Required task.
Output all lines exactly, with nothing added or dropped.

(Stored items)

____

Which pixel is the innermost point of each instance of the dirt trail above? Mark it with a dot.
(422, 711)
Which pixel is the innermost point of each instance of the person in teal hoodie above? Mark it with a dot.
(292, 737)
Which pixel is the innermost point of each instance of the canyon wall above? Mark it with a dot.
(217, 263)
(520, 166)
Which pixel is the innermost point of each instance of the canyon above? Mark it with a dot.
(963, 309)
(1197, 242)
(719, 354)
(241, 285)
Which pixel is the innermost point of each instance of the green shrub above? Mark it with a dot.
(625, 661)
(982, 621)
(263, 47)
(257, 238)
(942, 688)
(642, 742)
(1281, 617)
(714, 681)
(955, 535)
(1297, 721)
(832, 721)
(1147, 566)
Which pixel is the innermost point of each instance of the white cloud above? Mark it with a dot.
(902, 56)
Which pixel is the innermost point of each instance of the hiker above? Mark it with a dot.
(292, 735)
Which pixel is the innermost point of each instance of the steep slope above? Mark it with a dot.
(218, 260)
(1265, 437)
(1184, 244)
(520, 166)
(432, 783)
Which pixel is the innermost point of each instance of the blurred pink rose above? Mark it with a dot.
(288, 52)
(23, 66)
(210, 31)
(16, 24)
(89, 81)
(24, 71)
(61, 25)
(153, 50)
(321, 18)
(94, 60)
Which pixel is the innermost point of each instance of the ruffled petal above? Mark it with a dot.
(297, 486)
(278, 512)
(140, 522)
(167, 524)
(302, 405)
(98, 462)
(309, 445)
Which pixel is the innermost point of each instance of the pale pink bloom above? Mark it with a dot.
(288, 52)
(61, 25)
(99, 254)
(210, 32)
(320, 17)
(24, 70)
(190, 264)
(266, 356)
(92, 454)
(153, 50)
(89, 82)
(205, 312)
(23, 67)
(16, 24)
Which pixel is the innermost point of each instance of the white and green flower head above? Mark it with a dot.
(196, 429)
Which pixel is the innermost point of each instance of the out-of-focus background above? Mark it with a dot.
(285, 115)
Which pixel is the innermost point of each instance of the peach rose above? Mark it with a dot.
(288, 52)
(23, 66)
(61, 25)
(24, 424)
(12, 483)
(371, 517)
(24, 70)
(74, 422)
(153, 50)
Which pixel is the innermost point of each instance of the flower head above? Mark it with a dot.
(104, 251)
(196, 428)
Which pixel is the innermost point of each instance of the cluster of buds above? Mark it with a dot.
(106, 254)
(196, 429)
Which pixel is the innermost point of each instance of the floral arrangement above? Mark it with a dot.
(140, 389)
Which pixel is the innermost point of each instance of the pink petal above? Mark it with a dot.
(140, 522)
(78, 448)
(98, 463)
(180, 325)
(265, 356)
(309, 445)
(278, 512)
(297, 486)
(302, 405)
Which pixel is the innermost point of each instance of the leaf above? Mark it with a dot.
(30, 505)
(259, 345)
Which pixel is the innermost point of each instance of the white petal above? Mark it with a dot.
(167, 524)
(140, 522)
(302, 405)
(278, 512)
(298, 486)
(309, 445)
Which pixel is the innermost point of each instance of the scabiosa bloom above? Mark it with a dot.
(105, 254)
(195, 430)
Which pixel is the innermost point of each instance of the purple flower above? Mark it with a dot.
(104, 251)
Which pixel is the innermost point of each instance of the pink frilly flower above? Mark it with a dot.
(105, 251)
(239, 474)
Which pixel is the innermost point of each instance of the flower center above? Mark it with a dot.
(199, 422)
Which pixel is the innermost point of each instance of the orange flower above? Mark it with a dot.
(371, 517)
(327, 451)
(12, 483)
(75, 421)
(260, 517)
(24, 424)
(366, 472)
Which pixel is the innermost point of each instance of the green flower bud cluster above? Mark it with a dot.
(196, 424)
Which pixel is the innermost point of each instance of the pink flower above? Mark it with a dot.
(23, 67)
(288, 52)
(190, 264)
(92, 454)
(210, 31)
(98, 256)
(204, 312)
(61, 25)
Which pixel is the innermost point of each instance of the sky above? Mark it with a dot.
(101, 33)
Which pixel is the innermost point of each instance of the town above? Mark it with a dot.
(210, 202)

____

Result of this exercise.
Which pixel is the innermost point of each instance of the dirt trail above? Mark it with a dot.
(422, 711)
Which pixel is the innermost point of each instance of the person in teal hoodie above? Mark it with a dot.
(292, 737)
Which pixel is the innermost point of each instance of the canyon wall above? Mark it with a dot.
(217, 263)
(520, 166)
Which pixel is the innermost point of each instance of the canyon above? Mark it with a dot.
(963, 309)
(1197, 242)
(719, 354)
(241, 285)
Which pixel is the innermost point of each instance of the green shrub above? Mark it with a dot.
(625, 661)
(982, 621)
(263, 47)
(257, 238)
(942, 688)
(642, 742)
(1281, 617)
(714, 681)
(955, 535)
(1297, 721)
(832, 721)
(1147, 566)
Which pixel is the innermost point of each instance of the white cloud above? Mark it with a dot.
(902, 56)
Which pixel is the innermost point of each instance of the hiker above? Mark it with a dot.
(292, 735)
Which pixel is the innermost point of each instance of the steep slope above? Mark it with a dot.
(218, 260)
(1265, 437)
(1184, 244)
(520, 166)
(432, 783)
Which pixel is the innermost point of each instance of the blurred pink rose above? Mark it with a dot.
(288, 52)
(23, 66)
(210, 31)
(16, 24)
(89, 81)
(24, 71)
(61, 25)
(153, 50)
(321, 18)
(94, 60)
Which pixel is the innermost point of each instance of the ruffled petal above? Mark it with a dot.
(297, 486)
(278, 512)
(140, 522)
(167, 524)
(302, 405)
(98, 462)
(309, 445)
Which pixel is the innermost point of each instance of the pale pink bloom above? Mark it with a dot.
(288, 52)
(61, 25)
(99, 254)
(210, 32)
(320, 17)
(24, 70)
(190, 264)
(266, 356)
(92, 454)
(153, 50)
(89, 82)
(205, 312)
(23, 67)
(16, 24)
Which pixel is the innermost point of each instance of the white and green flower head above? Mark it with a dot.
(196, 429)
Which pixel is the innermost point of each instance of the out-of-focus background above? Mark it with a dot.
(285, 115)
Which pixel is the innermost point of each instance of the peach rose above? Mark it with a dot.
(288, 52)
(23, 66)
(61, 25)
(24, 424)
(12, 483)
(371, 517)
(24, 70)
(74, 422)
(153, 50)
Which pixel is the innermost point of each instance of the flower head above? Mark it with a dot.
(104, 251)
(196, 428)
Which pixel is the innermost point of each instance of the cluster of buds above? Mark it with a dot.
(106, 254)
(196, 429)
Which pixel is the innermost point of each instance of the floral arrangement above? Mark it with a dot.
(140, 389)
Which pixel is the innermost point of each instance of the pink petal above? Mark it with a dot.
(140, 522)
(78, 448)
(98, 463)
(180, 325)
(265, 356)
(309, 445)
(278, 512)
(297, 486)
(302, 405)
Which pixel is the innermost point of each instance of the leaf above? Mark it with a dot.
(30, 505)
(259, 345)
Which pixel is the innermost point of each instance of the white petal above? Mark it with a dot.
(167, 524)
(140, 522)
(302, 405)
(278, 512)
(298, 486)
(309, 445)
Which pixel is the innermost point of each instance of the scabiosa bloom above? Mark it with a dot.
(105, 254)
(195, 430)
Which pixel is the innermost point of each instance of the purple flower above? Mark it with a dot.
(104, 251)
Which pixel is the innermost point of each instance of the pink frilly flower above? Mark it with a dot.
(105, 251)
(239, 474)
Which pixel is the innermost point of each instance of the flower center above? Mark it with a dot.
(199, 422)
Which pixel is the innermost point of each instance of the orange flower above? Mark it with a dot.
(371, 517)
(327, 451)
(12, 483)
(75, 421)
(260, 517)
(24, 424)
(366, 472)
Which pixel is the innermost point of each instance of the green flower bud cluster above? Mark it with a dot.
(196, 424)
Which pixel is the innermost point of each instance of the pink flower above? Mark it with a dot.
(23, 67)
(288, 52)
(190, 264)
(92, 454)
(210, 31)
(98, 256)
(204, 312)
(61, 25)
Which pixel is the innermost point of each instance of the sky above? Mark it with a dot.
(101, 33)
Which pixel is the innermost point of each instance of the town above? Mark it with a dot.
(210, 202)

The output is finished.